- **Activity A**
Could you repeat, word for word, the part of the DNP forum thread that opens with the words containing "Lots of water" and closes with "order anything sharpish."?
- **Activity B**
What is the Spanish translation of this sentence from the DNP forum thread: "Ive got an IT Band injury at the moment, so i can only get upper body work in pretty much."
- **Activity C**
Can you carry the DNP forum thread on from the point where it stops?

# DNP - Have i got this right?



## Countryboy (May 26, 2012)

Im looking at running:

125mg DNP +50Mcg T3 E/D

From the reading ive managed on this site I've worked out I need the following:

Electrolytes

Lots of water daily 2l+?

No Carbs

I was thinking I could have a bowl of porridge each morning before the DNP + T3 are taken just for some daily energy

I have all the week free bar 2 mornings where i have to be places so the sweats are not an issue.

Have I missed anything? As i'll need to order anything sharpish.


----------



## Ash1981 (Jun 16, 2009)

More water than 2lt, you will do that easy

high dose vit c, and vit e and glycerol is what i have been advised in the past


----------



## Ash1981 (Jun 16, 2009)

Have a couple of mouthfulls of beer, see how you get on


----------



## G-man99 (Jul 15, 2008)

T3 needs to be taken on an empty stomach


----------



## Countryboy (May 26, 2012)

G-man99 said:


> T3 needs to be taken on an empty stomach


So no porridge in the morning then! ohwell.


----------



## marknorthumbria (Oct 1, 2009)

G-man99 said:


> T3 needs to be taken on an empty stomach


split AM + PM too due to the half life..


----------



## SteveMUFC (May 30, 2012)

250mg DNP works the best


----------



## Countryboy (May 26, 2012)

Am i going to get away with minimal cardio on this? Ive got an IT Band injury at the moment, so i can only get upper body work in pretty much.

Im planning to run 125mg E/D for at least a week and then maybe jump to 250mg if im happy.


----------



## DiggyV (May 6, 2011)

125mg will give you losses, and you will find the sweats more manageable, 2 weeks on 250 (if you can make it) will have great results.

Each day should be also taking:

3000mg VitC

800iu VitE

1200mg Alpha Lipoic Acid (ALA)

and if you start to suffer from a dry / sore throat then 15ml glycerol - upto 3 times a day.

Get the electrolytes in you - ideally the ones you dissolve. the caps are good, buut you need to drink a serious amount of water with them. I have used Dioralyte (or Boots own brand) in the past and has been fine. 1 - 2 sachets a day depending on how much you are sweating.

- **Given information**

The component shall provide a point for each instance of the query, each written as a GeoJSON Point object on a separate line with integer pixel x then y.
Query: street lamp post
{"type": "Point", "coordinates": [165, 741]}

- **Expected answer A**
Lots of water daily 2l+?

No Carbs

I was thinking I could have a bowl of porridge each morning before the DNP + T3 are taken just for some daily energy

I have all the week free bar 2 mornings where i have to be places so the sweats are not an issue.

Have I missed anything? As i'll need to order anything sharpish.

- **Expected answer B**
Ahora mismo tengo una lesión en la banda iliotibial, así que prácticamente solo puedo entrenar la parte superior del cuerpo.

- **Expected answer C**
On water consumption need to aim for 3-4litres + on 125mg, and 5-6litres + on 250mg. Maybe more if you do a lot of cardio.

Keep carbs to 50-100g per day of you can, and spread them out over the day. Also get into the habit of carrying Lucozade around with you , and not the Sport variety, the good old sugar and caffeine loaded variety.  If you get your carbs wrong and your bloos sugar runs low, you will get a mild to moderate hypoglycaemia. You will get light headed and then generally feel like [email protected] THis is nothing to worry about as eventually your blood sugars will rebalance as fat is converted. However a couple of quick slugs of lucozade should bring you back out of it sharpish. These are nowhere near as severe or dangerous as the Insulin induced ones, but not nice. Over time and a couple of runs of DNP you will get to know how to dose your carbs to avoid them.

Just a heads up.

Good Luck :thumb:


----------



## G-man99 (Jul 15, 2008)

On day 3 of my DNP run @250mg daily, 50mcg T3 and d-hacks power stack.

Doing daily fasted cardio and carbs around 50g max.

Forgot how much it affects you mg:


----------



## Foxy13 (Apr 10, 2013)

How's the weight loss so far G-man?


----------



## G-man99 (Jul 15, 2008)

Too early for any real lose yet as only on start of day 3.

Ram 250mg for 2 weeks end of jan and lost 14lb but obviously a fair bit of that was water.

Results are measured by the mirror for me rather than the scales


----------



## Foxy13 (Apr 10, 2013)

Gonna run it at the end of the month. Still hard to get my head round how extreme the results are.


----------



## DiggyV (May 6, 2011)

Foxy13 said:


> Gonna run it at the end of the month. Still hard to get my head round how extreme the results are.


They are there, you just need to be strict on your diet. Space your carbs throughout the day, ideally run cal deficit, and get your supps bang on and its like liposuction mate. I could see myself shrinking almost daily.


----------



## G-man99 (Jul 15, 2008)

I did zero cardio last time, this time I will do it most days


----------



## DiggyV (May 6, 2011)

G-man99 said:


> I did zero cardio last time, this time I will do it most days


sweating like a drug mule in Singapore as well I bet mate? :thumb:


----------



## G-man99 (Jul 15, 2008)

Sure am, only starred to feel it today.

Had a power stack as well and did 45min incline walk at 06.30 am

Had a shower then an apple and shake and not really stopped sweating yet!!


----------



## Bull Terrier (May 14, 2012)

G-man99 said:


> On day 3 of my DNP run @250mg daily, 50mcg T3 and d-hacks power stack.
> 
> Doing daily fasted cardio and carbs around 50g max.
> 
> Forgot how much it affects you mg:


How the hell do you manage fasted cardio? I'm on 250mg per day with 100mcg of T3 and low carbs. I had a hypoglycemic episode the other day after 30 minutes of low-intensity fasted cardio!!


----------



## Countryboy (May 26, 2012)

I cant do much cardio because of this leg injury. i end up limping took 3 hours to get round morrisons!

I can get



cheap enough (20p a bottle) will they suffice for drinking - lucozade rips basically.

electrolytes im looking at my proteins £6 caps supply in thats at 3 a day it'll last as long as the DNP supply will.

Vits im just trying to find a bulk supplier on ebay so i get enough.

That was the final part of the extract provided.